### Objectif 1
D'après le texte présenté, combien d'espèces d'animaux sauvages peut-on élever, transporter et vendre en Chine grâce à un système de permis ?

### Texte présenté
Code Animal est d’ailleurs cosignataire de l’appel de l’ONG Born Free d’une lettre dénonçant le commerce des animaux sauvages vivants, aux côtés de 199 autres organisations et experts.

Le 2019-nCov viendrait d’une chauve-souris, qui l’aurait transmise à une autre espèce – le pangolin – avant que l’humain ne l’attrape.

Infographie Le Parisien (Dernière mise à jour : 20 févr. 2020)

Le commerce d’animaux sauvages en Chine

Le marché asiatique est tristement connu pour sa passion de destruction de la faune sauvage. Consommer des animaux exotiques seraient ainsi gage de vertus thérapeutiques, prouesses sexuelles ou encore statut social. Cependant, ce marché n’est pas le seul à être à risque ! Le marché des nouveaux animaux de compagnie est un réservoir non négligeable.

En Chine il est possible d’élever, transporter et vendre 54 espèces d’animaux sauvages, via un système de permis. Ces animaux sont considérés comme ayant une valeur économique. On trouve par exemple les crocodiles ou encore les civettes. Ce système de permis est dénoncé par des défenseurs chinois de l’environnement comme Anti-Poaching Squad car ils donneraient la possibilité de blanchir certaines espèces tuées illégalement pour les vendre ensuite sur le marché.

Selon un rapport du Gouvernement chinois de 2016, le commerce officiel d’animaux sauvages rapporterait au pays 20 milliards de dollars de revenus. Selon quelques articles de presse, les autorités chinoises locales voient le commerce faunique comme un moteur de développement économique local. Mais les estimations en termes de nombres sont difficiles à avoir.

### Données présentées
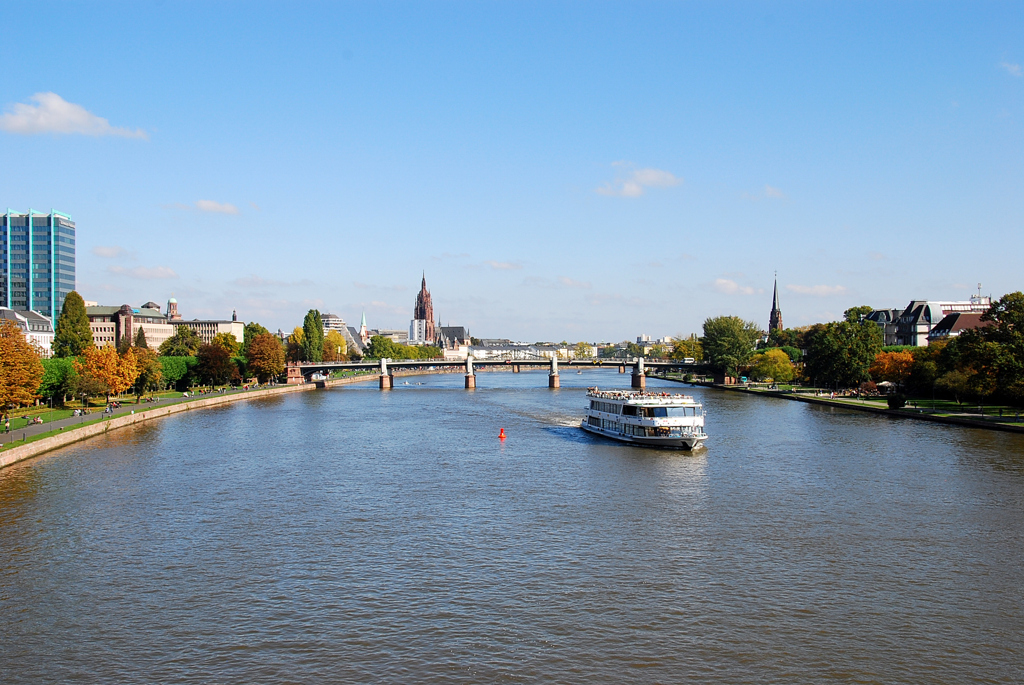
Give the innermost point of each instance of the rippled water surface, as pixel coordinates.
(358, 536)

==

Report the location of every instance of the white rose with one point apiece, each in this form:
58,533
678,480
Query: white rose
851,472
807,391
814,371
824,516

### Objectif 2
Repérez chaque ligne des enregistrements contenant le mot "rose" et recopiez-la.

### Résultat 1
54 espèces.

### Résultat 2
Report the location of every instance of the white rose with one point apiece, each in this form:
Query: white rose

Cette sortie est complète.